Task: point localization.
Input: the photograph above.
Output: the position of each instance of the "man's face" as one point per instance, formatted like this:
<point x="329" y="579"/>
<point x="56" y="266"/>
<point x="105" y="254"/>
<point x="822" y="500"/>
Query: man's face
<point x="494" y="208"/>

◆ **SET EXERCISE**: Copy every line of the entries above word for word, with each character as it appears.

◆ **THE OUTPUT**:
Task: point localization.
Input: the photograph above.
Output: the position of each instance of the "man's face" as one point per instance, formatted like this:
<point x="329" y="579"/>
<point x="56" y="266"/>
<point x="105" y="254"/>
<point x="822" y="500"/>
Query: man's face
<point x="494" y="208"/>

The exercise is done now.